**Supplied material:**
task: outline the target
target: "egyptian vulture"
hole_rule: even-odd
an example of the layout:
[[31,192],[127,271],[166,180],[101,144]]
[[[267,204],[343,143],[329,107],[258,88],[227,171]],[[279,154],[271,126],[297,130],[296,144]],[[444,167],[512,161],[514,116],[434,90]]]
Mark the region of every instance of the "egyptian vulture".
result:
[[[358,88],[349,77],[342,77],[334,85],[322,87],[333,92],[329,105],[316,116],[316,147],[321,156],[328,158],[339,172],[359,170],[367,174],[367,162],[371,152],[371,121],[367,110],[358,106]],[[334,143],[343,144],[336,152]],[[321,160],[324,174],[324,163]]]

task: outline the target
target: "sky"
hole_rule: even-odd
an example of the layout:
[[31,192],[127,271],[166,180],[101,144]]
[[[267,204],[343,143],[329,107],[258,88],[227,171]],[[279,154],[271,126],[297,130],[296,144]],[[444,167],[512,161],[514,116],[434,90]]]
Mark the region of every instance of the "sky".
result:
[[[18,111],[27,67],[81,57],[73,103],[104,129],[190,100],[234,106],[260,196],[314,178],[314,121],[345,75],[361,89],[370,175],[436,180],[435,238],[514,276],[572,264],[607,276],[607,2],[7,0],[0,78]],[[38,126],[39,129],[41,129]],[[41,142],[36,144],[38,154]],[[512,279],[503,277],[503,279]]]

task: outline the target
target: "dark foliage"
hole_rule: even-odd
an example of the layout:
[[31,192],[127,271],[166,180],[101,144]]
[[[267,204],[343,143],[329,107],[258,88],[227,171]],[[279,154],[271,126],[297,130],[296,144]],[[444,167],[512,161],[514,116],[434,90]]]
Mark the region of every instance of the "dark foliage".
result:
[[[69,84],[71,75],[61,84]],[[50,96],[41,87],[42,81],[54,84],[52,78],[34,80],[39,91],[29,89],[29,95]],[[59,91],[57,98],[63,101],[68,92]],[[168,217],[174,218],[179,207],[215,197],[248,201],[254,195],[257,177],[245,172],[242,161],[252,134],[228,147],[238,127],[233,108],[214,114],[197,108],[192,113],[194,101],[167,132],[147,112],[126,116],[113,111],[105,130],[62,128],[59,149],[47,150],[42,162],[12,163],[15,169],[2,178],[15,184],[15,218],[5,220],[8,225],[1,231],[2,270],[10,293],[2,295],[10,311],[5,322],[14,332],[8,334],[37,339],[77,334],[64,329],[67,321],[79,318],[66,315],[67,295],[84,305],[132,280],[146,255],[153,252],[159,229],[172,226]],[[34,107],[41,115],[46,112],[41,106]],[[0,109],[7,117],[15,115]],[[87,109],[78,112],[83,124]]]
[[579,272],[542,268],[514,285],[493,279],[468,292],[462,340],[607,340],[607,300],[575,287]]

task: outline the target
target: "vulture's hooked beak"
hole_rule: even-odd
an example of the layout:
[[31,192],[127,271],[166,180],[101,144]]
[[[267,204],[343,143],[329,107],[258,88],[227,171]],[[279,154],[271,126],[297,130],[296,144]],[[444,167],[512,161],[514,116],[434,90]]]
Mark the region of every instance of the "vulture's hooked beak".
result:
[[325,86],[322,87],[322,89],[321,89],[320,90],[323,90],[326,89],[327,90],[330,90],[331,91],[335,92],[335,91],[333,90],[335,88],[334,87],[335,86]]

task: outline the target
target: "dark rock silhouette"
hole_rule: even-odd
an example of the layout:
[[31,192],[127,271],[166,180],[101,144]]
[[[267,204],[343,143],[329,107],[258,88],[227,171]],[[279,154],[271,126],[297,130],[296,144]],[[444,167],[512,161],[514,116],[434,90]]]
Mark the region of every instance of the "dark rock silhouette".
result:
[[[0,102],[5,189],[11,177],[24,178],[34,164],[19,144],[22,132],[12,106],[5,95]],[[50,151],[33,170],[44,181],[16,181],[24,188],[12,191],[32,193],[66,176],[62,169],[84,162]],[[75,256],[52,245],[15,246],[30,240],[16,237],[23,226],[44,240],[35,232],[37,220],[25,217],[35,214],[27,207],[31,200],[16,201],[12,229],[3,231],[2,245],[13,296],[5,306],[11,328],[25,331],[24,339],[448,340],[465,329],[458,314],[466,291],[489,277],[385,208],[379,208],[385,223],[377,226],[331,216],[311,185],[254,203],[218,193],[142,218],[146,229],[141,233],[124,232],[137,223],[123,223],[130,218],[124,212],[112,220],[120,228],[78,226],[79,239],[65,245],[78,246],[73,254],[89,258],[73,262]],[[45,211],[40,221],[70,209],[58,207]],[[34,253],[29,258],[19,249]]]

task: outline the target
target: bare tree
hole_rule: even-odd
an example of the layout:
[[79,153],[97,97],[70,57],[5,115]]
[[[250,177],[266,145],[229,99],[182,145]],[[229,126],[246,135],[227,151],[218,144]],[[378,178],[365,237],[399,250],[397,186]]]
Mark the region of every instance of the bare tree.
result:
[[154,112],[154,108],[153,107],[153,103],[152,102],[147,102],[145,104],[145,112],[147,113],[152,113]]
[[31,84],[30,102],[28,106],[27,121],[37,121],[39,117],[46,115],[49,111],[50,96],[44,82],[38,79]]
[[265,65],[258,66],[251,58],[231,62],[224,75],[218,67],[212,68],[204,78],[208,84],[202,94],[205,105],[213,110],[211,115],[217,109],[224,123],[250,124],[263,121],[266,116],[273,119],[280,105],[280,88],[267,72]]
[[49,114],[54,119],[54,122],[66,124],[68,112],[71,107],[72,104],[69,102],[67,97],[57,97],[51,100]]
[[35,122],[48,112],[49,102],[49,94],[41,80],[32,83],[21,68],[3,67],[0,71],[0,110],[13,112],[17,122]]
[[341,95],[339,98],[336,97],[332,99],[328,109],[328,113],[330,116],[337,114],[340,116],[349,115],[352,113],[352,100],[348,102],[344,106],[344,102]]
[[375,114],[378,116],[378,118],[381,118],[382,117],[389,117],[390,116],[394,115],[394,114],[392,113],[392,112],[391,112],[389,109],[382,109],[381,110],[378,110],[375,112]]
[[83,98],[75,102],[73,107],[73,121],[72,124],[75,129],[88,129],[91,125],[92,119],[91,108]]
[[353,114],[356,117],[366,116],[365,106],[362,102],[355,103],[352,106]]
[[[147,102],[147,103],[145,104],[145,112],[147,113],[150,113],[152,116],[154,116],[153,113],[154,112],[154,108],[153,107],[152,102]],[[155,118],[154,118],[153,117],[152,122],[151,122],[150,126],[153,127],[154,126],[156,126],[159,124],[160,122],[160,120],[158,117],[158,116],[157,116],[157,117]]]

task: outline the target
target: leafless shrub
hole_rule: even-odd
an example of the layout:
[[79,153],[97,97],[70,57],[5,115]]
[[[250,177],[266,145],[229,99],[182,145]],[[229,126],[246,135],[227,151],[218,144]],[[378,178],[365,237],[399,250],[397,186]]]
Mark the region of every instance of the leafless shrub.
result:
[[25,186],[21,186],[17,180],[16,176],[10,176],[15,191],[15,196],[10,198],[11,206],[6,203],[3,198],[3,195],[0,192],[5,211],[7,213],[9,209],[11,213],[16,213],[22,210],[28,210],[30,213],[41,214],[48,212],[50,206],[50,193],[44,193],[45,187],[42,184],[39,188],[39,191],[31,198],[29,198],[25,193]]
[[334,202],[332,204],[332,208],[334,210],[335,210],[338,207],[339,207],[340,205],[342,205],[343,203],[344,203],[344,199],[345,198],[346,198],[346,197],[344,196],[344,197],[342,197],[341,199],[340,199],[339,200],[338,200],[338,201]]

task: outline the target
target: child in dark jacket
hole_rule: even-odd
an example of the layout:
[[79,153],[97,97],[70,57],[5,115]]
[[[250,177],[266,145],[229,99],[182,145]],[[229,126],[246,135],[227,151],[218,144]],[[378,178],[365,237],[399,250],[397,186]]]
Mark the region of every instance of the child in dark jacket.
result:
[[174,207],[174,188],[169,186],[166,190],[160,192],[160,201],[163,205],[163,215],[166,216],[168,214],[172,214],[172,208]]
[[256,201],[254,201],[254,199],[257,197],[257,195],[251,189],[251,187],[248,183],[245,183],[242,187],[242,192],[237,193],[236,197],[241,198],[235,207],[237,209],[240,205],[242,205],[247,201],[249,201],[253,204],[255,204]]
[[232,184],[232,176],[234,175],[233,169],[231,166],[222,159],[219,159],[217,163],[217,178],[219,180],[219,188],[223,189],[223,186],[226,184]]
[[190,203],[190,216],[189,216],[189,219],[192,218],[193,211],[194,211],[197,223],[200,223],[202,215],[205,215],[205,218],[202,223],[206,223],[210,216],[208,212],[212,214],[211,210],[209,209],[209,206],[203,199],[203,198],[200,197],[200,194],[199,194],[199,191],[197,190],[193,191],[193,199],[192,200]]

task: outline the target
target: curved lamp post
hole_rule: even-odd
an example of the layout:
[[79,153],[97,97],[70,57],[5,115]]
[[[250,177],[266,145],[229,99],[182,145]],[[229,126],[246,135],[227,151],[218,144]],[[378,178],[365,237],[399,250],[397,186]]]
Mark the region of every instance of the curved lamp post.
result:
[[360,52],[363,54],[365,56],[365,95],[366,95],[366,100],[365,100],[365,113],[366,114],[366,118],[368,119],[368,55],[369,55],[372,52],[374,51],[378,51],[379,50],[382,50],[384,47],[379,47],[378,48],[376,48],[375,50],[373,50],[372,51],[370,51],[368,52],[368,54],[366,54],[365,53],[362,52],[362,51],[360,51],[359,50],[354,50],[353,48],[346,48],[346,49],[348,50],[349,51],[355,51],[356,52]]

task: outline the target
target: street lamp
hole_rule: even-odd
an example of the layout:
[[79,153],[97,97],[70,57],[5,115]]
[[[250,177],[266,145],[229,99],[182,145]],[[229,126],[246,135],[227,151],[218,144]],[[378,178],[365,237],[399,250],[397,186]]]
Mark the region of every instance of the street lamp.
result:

**Requirements:** Pull out each line of the entries above that contains the string "lamp", matching case exactly. List those lines and no others.

**Correct result:**
target: curved lamp post
Mark the region of every instance of the curved lamp post.
target: street lamp
Mark the region of every instance of the street lamp.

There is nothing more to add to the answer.